Start DATA SUPPLIED
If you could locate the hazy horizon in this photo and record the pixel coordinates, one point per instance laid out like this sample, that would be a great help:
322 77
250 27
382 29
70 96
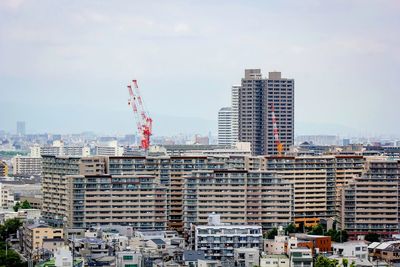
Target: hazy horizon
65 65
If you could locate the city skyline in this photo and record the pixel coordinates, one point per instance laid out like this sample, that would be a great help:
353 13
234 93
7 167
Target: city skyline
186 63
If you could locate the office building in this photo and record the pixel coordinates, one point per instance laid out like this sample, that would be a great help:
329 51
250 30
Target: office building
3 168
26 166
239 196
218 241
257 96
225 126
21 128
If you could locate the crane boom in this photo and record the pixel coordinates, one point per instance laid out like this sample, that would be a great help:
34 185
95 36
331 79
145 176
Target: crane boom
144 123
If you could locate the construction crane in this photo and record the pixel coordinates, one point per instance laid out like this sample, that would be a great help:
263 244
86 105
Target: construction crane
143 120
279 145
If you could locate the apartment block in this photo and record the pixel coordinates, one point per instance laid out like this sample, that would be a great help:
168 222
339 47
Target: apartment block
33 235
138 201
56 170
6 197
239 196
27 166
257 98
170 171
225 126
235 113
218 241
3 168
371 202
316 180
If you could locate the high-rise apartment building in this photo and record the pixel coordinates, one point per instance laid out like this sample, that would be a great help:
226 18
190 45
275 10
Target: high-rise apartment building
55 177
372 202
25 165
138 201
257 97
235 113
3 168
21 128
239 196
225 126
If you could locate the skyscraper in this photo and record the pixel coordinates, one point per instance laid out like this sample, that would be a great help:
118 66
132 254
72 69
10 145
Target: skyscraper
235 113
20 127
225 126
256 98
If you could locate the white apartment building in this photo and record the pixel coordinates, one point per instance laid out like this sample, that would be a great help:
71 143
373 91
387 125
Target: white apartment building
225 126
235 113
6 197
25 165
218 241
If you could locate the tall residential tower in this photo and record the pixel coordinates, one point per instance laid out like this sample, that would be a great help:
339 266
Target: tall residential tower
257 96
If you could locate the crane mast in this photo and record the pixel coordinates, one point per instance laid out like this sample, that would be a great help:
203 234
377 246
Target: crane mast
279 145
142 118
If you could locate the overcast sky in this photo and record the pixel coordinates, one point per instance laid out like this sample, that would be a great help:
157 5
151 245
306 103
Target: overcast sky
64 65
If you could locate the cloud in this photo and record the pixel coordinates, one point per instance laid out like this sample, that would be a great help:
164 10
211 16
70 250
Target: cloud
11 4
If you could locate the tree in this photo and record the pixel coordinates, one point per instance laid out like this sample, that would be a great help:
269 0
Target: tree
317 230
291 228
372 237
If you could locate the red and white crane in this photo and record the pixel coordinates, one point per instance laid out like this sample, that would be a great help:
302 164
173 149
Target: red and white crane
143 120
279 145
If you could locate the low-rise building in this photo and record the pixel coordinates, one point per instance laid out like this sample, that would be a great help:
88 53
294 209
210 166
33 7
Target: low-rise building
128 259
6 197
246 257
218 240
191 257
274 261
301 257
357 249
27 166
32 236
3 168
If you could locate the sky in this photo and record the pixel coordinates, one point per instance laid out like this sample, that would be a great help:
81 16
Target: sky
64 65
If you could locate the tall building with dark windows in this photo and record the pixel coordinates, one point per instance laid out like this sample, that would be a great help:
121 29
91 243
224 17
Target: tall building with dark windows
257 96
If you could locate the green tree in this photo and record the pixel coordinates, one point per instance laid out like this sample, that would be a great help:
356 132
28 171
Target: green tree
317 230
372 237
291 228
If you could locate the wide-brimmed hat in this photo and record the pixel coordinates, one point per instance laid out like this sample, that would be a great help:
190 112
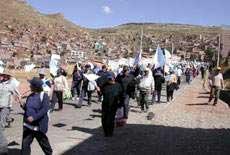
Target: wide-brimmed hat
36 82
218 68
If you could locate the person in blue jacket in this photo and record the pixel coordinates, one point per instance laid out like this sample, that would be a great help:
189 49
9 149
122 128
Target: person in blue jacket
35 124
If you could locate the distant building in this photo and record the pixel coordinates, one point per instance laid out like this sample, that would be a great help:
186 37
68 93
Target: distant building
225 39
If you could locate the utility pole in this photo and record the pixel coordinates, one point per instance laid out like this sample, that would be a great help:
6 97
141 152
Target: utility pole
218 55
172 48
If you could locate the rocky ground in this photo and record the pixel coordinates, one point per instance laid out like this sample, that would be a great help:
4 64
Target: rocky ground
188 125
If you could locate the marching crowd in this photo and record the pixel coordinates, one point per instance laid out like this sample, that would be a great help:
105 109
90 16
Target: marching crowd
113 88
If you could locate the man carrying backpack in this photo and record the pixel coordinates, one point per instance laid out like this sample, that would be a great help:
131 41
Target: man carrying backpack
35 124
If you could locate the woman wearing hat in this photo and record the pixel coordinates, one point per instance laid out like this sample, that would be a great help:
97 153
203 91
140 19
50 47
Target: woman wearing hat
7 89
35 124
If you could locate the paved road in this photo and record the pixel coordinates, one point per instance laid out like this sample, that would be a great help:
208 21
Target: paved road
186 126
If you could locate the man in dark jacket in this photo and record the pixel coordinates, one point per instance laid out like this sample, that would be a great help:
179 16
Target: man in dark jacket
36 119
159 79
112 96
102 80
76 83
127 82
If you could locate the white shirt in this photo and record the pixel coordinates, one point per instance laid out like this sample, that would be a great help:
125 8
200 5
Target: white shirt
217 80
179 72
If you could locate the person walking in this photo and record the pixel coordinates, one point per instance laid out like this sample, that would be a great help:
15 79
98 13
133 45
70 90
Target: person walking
End DATA SUPPLIED
**SHORT TASK**:
Put the data from the line containing "If you could locate the paved" through the end of the data into a numbered list, leaving out any blank lines.

**EXERCISE SOLUTION**:
1. If you could locate the paved road in this photo and record the pixel coordinates, one point per instance laid out like this sample, that would be a great help:
2. 208 21
3. Target: paved road
4. 186 126
5. If you could locate the man in dark jacket in this photo and record the pixel coordinates, one point per instance laid out like this sample, that would be a great help:
6. 179 16
7. Target: man in dark jacket
8. 36 119
9. 159 79
10. 112 96
11. 102 80
12. 76 83
13. 127 82
14. If you could locate the white shirt in this photo and record the pixel coordinates, one point per instance laid out like this sample, that would be a great help:
15. 125 8
16. 200 5
17. Target: white shirt
18. 217 80
19. 179 72
20. If you could locate the person walking in this photo and record the pixel coordinates, one point per instance laid out like this sample, that would be a great help:
21. 15 79
22. 98 13
23. 133 45
24. 70 90
25. Target: person walking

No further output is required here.